» EXTRACT:
--- start ---

Hitler was one of the most despised figures in modern history. He single-handedly orchestrated monstrous events that led to the deaths of millions of people. But despite his military prowess, did you know that he committed many major mistakes that led to his ultimate demise? 

Hitler did not get to anticipate the harsh Russian winters when he launched Operation Barbarossa. His foot soldiers wore festive Christmas outfits donated by Germans sent from home.

Operation Barbarossa

On June 22, 1941, more than 3 million Germans and other Axis troops marched towards the Soviet Union. The massive force stretched across the 1,800-mile-long front, marking the beginning of Hitler’s Operation Barbarossa. With this operation, the Nazis hoped to repeat the early success in Western Europe.

The German forces caught the Red Army by surprise because Stalin did not believe the numerous warnings stating that Hitler was planning his attack. Hitler launched a three-prong attack: over to the North toward Leningrad, to the South toward Ukraine, and in the center toward Moscow. Panzer tanks and the Luftwaffe gave the Germans an early advantage against many but poorly trained Soviet forces.

The Axis power swept millions of Soviets and held them, prisoners, while the Einsatzgruppen, known as the death squads, followed the armies, killing civilians and Soviet Jews. The operation also had the Commissar Order, authorizing the immediate execution of captured enemy officers.

--- end ---

» DATA LINES:
--- start ---

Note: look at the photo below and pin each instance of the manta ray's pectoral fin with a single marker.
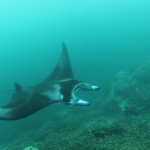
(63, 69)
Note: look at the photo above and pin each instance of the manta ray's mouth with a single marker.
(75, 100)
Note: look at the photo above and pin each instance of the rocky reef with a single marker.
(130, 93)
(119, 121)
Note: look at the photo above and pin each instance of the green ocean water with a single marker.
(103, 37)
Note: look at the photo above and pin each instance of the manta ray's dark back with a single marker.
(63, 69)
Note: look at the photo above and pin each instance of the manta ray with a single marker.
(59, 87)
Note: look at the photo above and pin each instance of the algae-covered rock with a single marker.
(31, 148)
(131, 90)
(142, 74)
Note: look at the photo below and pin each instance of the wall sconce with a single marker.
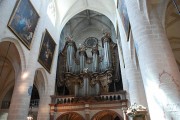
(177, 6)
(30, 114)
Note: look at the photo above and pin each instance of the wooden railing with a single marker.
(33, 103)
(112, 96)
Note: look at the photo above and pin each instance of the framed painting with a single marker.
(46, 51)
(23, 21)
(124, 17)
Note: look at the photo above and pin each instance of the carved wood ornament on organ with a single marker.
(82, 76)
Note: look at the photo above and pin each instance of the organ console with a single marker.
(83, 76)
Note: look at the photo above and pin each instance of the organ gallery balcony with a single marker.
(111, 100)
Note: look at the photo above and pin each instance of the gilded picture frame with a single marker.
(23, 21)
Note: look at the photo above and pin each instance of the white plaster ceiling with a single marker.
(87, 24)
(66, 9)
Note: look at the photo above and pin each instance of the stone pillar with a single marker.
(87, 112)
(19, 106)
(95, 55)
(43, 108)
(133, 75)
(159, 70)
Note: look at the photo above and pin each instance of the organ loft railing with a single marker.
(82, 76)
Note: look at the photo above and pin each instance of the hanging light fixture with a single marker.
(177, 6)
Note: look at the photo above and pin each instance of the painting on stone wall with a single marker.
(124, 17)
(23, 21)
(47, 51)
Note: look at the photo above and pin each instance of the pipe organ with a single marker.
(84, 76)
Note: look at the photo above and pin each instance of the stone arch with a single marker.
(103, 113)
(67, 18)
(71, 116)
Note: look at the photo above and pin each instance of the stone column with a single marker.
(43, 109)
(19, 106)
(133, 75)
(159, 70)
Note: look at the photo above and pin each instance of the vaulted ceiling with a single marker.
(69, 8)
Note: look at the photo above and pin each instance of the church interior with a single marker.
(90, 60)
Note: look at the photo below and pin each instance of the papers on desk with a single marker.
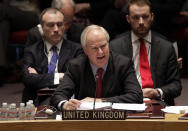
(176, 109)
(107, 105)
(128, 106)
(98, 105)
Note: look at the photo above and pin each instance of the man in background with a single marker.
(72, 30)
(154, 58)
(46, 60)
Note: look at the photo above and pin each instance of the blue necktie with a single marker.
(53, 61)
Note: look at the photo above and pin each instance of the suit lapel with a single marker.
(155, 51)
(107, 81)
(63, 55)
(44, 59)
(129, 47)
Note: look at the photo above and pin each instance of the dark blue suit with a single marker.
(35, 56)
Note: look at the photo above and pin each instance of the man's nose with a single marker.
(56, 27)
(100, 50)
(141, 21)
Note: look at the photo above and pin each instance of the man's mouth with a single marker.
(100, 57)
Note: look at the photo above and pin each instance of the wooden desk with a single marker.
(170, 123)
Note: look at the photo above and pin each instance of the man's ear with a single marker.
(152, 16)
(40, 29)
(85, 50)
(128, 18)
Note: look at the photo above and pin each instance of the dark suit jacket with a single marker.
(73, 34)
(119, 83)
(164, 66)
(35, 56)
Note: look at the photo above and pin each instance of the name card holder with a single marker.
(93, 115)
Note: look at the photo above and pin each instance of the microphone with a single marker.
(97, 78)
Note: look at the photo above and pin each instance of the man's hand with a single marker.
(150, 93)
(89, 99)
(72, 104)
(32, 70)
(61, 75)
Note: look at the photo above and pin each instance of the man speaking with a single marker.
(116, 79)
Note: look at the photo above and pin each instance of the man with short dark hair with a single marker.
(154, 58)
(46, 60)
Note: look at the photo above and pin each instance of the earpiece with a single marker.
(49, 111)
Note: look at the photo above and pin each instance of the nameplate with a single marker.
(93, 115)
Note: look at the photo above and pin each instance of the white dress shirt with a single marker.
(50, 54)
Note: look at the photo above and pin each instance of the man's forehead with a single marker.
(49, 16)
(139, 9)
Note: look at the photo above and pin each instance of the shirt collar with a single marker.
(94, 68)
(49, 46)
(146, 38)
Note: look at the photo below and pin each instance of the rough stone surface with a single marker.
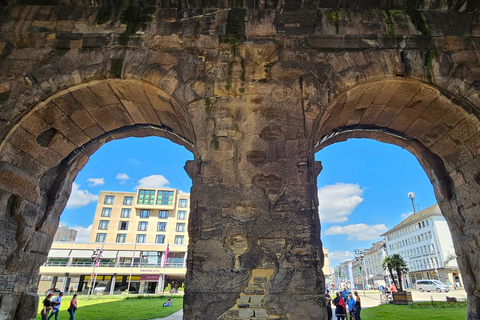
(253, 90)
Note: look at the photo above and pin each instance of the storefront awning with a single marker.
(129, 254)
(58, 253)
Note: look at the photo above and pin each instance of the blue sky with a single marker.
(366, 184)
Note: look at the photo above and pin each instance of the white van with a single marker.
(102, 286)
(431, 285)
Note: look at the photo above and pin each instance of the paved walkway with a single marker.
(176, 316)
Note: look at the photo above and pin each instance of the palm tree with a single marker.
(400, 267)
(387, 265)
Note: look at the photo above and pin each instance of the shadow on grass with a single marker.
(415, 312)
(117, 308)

--- end ---

» AIM: Retype the Operation Barbarossa text word for word, starting at the words "The German forces" and ending after "trained Soviet forces.".

» SOLUTION TO THE PROBLEM:
The German forces caught the Red Army by surprise because Stalin did not believe the numerous warnings stating that Hitler was planning his attack. Hitler launched a three-prong attack: over to the North toward Leningrad, to the South toward Ukraine, and in the center toward Moscow. Panzer tanks and the Luftwaffe gave the Germans an early advantage against many but poorly trained Soviet forces.